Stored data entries
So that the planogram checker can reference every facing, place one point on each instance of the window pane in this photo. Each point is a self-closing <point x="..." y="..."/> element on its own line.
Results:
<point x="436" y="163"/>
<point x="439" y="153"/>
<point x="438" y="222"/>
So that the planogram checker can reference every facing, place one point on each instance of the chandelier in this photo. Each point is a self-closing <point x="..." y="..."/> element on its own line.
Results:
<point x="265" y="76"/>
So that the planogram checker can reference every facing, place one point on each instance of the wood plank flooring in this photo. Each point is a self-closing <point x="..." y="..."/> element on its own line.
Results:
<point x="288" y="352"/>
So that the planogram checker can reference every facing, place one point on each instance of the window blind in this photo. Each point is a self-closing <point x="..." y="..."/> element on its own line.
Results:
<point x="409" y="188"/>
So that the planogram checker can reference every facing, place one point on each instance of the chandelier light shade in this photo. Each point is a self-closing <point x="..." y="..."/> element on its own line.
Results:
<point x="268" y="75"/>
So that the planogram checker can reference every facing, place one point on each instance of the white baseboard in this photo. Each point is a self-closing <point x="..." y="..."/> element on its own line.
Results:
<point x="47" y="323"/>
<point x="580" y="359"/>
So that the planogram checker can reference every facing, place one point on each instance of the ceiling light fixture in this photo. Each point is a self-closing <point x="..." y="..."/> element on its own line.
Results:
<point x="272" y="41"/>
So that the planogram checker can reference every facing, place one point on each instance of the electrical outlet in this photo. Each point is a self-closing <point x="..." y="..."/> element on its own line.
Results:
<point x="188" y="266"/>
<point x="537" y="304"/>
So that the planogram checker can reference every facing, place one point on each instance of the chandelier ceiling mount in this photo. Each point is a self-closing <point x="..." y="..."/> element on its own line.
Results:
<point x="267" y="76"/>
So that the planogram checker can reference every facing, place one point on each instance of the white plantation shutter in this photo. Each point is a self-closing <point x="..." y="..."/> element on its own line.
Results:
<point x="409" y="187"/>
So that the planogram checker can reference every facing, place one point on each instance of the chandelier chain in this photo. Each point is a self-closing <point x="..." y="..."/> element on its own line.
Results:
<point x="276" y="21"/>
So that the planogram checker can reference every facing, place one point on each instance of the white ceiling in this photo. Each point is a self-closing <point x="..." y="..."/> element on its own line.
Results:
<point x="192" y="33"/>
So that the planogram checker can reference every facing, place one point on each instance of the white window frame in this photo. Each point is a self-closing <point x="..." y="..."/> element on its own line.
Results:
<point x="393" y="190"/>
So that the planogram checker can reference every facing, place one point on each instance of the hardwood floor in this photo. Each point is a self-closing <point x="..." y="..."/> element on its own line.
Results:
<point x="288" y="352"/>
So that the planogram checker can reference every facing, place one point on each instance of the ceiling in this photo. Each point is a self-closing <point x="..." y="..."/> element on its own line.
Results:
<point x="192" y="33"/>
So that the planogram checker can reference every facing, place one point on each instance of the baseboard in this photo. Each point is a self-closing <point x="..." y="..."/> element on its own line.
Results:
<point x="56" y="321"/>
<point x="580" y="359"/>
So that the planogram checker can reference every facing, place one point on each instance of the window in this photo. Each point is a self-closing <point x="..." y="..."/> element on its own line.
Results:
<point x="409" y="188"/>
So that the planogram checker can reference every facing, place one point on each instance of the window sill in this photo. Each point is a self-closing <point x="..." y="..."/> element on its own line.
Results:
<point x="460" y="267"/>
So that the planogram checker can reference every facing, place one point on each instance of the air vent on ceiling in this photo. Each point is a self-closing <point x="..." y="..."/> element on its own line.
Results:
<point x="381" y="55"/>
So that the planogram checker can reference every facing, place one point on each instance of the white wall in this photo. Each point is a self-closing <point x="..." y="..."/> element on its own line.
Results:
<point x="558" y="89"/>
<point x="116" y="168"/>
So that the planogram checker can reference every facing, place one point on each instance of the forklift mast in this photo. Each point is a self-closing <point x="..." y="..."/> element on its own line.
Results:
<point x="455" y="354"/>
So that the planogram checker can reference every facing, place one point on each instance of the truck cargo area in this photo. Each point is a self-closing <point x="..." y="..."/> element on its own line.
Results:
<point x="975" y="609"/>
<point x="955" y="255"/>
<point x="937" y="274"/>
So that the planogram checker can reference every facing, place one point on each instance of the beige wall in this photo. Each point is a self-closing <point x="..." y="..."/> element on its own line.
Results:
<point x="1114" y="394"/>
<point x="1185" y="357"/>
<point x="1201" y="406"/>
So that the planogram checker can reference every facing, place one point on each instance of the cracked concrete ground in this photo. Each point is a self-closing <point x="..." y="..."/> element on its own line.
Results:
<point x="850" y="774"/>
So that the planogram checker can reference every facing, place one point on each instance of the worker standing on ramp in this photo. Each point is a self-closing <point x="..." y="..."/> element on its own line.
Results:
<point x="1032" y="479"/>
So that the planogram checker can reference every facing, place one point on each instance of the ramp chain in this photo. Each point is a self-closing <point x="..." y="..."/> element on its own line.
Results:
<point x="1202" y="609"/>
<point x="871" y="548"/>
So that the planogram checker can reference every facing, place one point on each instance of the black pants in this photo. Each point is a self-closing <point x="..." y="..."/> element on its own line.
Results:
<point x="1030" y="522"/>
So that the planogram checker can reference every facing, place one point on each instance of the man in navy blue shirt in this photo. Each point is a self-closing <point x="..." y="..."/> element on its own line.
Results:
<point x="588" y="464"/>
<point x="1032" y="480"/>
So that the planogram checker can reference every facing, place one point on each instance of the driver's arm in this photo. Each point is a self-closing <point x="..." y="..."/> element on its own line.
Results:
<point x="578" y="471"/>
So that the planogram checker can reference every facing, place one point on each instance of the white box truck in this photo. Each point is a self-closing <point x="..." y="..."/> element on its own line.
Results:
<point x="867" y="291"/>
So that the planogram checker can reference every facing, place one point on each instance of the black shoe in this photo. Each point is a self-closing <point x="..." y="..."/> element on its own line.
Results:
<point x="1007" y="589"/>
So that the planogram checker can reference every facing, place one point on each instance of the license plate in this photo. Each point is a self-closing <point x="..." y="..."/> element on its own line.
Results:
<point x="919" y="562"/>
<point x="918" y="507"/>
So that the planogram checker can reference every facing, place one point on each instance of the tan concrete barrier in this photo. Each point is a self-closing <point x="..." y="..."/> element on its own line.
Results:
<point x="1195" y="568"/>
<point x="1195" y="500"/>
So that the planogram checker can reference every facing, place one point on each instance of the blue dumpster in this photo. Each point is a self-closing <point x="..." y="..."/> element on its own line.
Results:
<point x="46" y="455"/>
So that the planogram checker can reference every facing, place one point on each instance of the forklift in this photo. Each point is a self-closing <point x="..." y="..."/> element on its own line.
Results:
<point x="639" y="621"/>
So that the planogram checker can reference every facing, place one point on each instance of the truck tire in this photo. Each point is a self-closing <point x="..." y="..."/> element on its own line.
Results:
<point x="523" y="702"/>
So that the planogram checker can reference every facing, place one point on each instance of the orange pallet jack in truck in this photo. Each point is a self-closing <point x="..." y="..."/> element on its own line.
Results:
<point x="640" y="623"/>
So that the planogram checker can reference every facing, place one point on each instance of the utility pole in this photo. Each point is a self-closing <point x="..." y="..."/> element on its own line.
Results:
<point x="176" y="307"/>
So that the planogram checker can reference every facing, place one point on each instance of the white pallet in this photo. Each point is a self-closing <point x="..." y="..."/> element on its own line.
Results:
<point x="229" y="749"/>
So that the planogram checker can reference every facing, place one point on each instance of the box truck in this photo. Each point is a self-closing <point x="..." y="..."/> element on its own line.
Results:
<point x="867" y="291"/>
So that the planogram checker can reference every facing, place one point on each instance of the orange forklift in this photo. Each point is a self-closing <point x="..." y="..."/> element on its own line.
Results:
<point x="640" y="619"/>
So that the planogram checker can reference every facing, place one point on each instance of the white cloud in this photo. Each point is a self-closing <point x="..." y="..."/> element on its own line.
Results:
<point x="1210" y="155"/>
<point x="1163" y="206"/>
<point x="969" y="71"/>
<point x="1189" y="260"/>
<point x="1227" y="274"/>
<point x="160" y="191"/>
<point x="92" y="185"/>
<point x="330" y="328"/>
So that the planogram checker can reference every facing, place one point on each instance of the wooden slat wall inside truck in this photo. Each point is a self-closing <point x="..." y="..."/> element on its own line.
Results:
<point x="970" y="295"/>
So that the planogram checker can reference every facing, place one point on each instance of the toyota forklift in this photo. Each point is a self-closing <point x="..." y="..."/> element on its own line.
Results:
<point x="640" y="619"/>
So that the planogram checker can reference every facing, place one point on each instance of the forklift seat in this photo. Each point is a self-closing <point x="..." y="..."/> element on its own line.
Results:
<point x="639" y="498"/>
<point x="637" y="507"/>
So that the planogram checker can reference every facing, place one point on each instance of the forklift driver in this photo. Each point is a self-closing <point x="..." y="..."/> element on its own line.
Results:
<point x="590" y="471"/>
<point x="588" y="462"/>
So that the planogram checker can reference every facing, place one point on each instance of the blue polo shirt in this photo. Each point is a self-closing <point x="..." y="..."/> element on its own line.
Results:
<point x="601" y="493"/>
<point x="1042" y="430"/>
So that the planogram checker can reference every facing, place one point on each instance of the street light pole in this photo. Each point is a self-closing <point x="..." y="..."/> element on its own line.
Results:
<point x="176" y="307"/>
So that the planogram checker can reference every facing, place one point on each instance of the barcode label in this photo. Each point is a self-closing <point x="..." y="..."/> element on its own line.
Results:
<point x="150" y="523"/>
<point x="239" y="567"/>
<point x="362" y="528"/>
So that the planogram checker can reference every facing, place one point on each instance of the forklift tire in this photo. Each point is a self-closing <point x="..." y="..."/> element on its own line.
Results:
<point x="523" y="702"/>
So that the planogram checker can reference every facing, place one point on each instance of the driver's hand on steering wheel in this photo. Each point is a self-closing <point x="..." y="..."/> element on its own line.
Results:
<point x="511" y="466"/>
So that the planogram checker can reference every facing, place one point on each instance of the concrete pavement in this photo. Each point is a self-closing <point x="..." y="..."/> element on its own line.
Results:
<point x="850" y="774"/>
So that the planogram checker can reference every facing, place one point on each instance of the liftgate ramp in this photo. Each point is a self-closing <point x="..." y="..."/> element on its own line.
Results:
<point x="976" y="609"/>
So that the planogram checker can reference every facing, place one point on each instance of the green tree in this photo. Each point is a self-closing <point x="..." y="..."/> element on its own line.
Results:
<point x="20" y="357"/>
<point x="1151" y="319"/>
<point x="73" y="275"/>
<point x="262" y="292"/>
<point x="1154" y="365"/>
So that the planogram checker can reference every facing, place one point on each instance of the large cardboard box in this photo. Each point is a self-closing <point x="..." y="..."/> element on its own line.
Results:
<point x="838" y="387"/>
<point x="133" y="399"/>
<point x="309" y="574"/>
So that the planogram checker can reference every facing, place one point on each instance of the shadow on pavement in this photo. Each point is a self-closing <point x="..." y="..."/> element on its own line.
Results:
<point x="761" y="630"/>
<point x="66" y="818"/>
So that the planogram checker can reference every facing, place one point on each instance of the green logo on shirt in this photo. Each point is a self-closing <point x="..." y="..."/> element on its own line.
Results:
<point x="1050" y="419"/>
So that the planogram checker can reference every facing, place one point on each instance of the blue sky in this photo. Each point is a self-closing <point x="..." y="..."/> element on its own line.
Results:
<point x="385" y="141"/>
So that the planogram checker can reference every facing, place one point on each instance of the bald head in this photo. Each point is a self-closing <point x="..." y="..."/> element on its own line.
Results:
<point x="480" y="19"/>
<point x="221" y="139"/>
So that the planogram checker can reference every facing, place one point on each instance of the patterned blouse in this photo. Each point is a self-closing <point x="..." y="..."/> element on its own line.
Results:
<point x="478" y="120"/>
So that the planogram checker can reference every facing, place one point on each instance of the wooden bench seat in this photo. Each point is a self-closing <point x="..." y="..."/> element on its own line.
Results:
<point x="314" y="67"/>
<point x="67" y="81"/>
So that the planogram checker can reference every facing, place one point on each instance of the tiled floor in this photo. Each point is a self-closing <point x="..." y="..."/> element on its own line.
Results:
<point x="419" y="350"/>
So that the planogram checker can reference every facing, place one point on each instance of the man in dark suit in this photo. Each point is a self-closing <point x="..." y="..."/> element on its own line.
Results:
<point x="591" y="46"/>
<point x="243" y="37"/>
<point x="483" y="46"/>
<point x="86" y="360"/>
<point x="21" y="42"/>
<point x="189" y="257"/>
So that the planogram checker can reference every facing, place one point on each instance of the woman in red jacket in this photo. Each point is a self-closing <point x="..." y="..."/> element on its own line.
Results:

◆ Instructions to follow:
For each line in the records that contains the word "chain", make a copy.

◆ Output below:
So that the planogram checker can reference every facing, place one point on each instance of the chandelier chain in this photo. Each point is a self-closing <point x="..." y="..."/> element on its own line.
So that the planogram checker can reference every facing, place one point on each instance of the ramp chain in this photo. Each point is a self-closing <point x="..." y="..."/> element on its own line.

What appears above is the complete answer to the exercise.